This interview is with Gourav Singla, Software Engineer.
For readers on Featured, could you briefly introduce yourself and share how API design, cloud solutions, microservices, data structures, and software testing show up in your work as a Software Engineer?
I’m Gourav Singla, a software engineer focused on building reliable, scalable software systems across enterprise applications and AI-powered tools. My work includes backend development, system design, cloud deployment, database optimization, and applied AI systems.
API design appears in my work whenever different parts of a system need to communicate clearly and reliably. I focus on building APIs that are simple, consistent, secure, and easy for other developers or frontend applications to use.
Cloud solutions are important because many modern applications need to scale, handle traffic reliably, and remain maintainable. I have worked with cloud platforms such as AWS and Azure for deployment, storage, CI/CD, and production operations.
Microservices and modular architecture matter when systems grow beyond a single large application. I use these approaches to separate responsibilities, improve maintainability, and make systems easier to test, deploy, and troubleshoot.
Data structures and database design are important in performance-sensitive work, especially when handling large datasets, user-generated content, or application workflows. Choosing the right structure or query pattern can directly affect speed and reliability.
Software testing ties everything together. Whether working on enterprise systems or AI-powered applications, I see testing as essential for reducing regressions, validating edge cases, and ensuring software behaves correctly in real-world conditions.
Outside of my professional work, I also created SlideMaker.app, a free AI-powered presentation generation tool built as a personal research and learning project. It has been used by over 100,000 people across 177+ countries, which has given me practical experience in building and improving AI systems used at real-world scale.
How did you arrive at your current focus—especially with your 0-to-100k-user AI side project—and what experiences most shaped your engineering approach?
My current focus came from combining two areas I kept returning to: building reliable software systems and making AI useful in practical workflows.
Professionally, I have worked on enterprise and public-sector software systems where reliability, maintainability, and clear architecture matter a lot. That shaped how I think as an engineer. I try to build systems that are not only functional but also stable, testable, and easy to improve over time.

▶ **What to work on**
Copy out the interview above word for word, from the first sentence to the last.

▶ **Supplied data**

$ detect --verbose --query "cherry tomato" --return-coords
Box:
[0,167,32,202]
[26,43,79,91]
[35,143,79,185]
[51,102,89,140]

▶ **The reply**
This interview is with Gourav Singla, Software Engineer.
For readers on Featured, could you briefly introduce yourself and share how API design, cloud solutions, microservices, data structures, and software testing show up in your work as a Software Engineer?
I’m Gourav Singla, a software engineer focused on building reliable, scalable software systems across enterprise applications and AI-powered tools. My work includes backend development, system design, cloud deployment, database optimization, and applied AI systems.
API design appears in my work whenever different parts of a system need to communicate clearly and reliably. I focus on building APIs that are simple, consistent, secure, and easy for other developers or frontend applications to use.
Cloud solutions are important because many modern applications need to scale, handle traffic reliably, and remain maintainable. I have worked with cloud platforms such as AWS and Azure for deployment, storage, CI/CD, and production operations.
Microservices and modular architecture matter when systems grow beyond a single large application. I use these approaches to separate responsibilities, improve maintainability, and make systems easier to test, deploy, and troubleshoot.
Data structures and database design are important in performance-sensitive work, especially when handling large datasets, user-generated content, or application workflows. Choosing the right structure or query pattern can directly affect speed and reliability.
Software testing ties everything together. Whether working on enterprise systems or AI-powered applications, I see testing as essential for reducing regressions, validating edge cases, and ensuring software behaves correctly in real-world conditions.
Outside of my professional work, I also created SlideMaker.app, a free AI-powered presentation generation tool built as a personal research and learning project. It has been used by over 100,000 people across 177+ countries, which has given me practical experience in building and improving AI systems used at real-world scale.
How did you arrive at your current focus—especially with your 0-to-100k-user AI side project—and what experiences most shaped your engineering approach?
My current focus came from combining two areas I kept returning to: building reliable software systems and making AI useful in practical workflows.
Professionally, I have worked on enterprise and public-sector software systems where reliability, maintainability, and clear architecture matter a lot. That shaped how I think as an engineer. I try to build systems that are not only functional but also stable, testable, and easy to improve over time.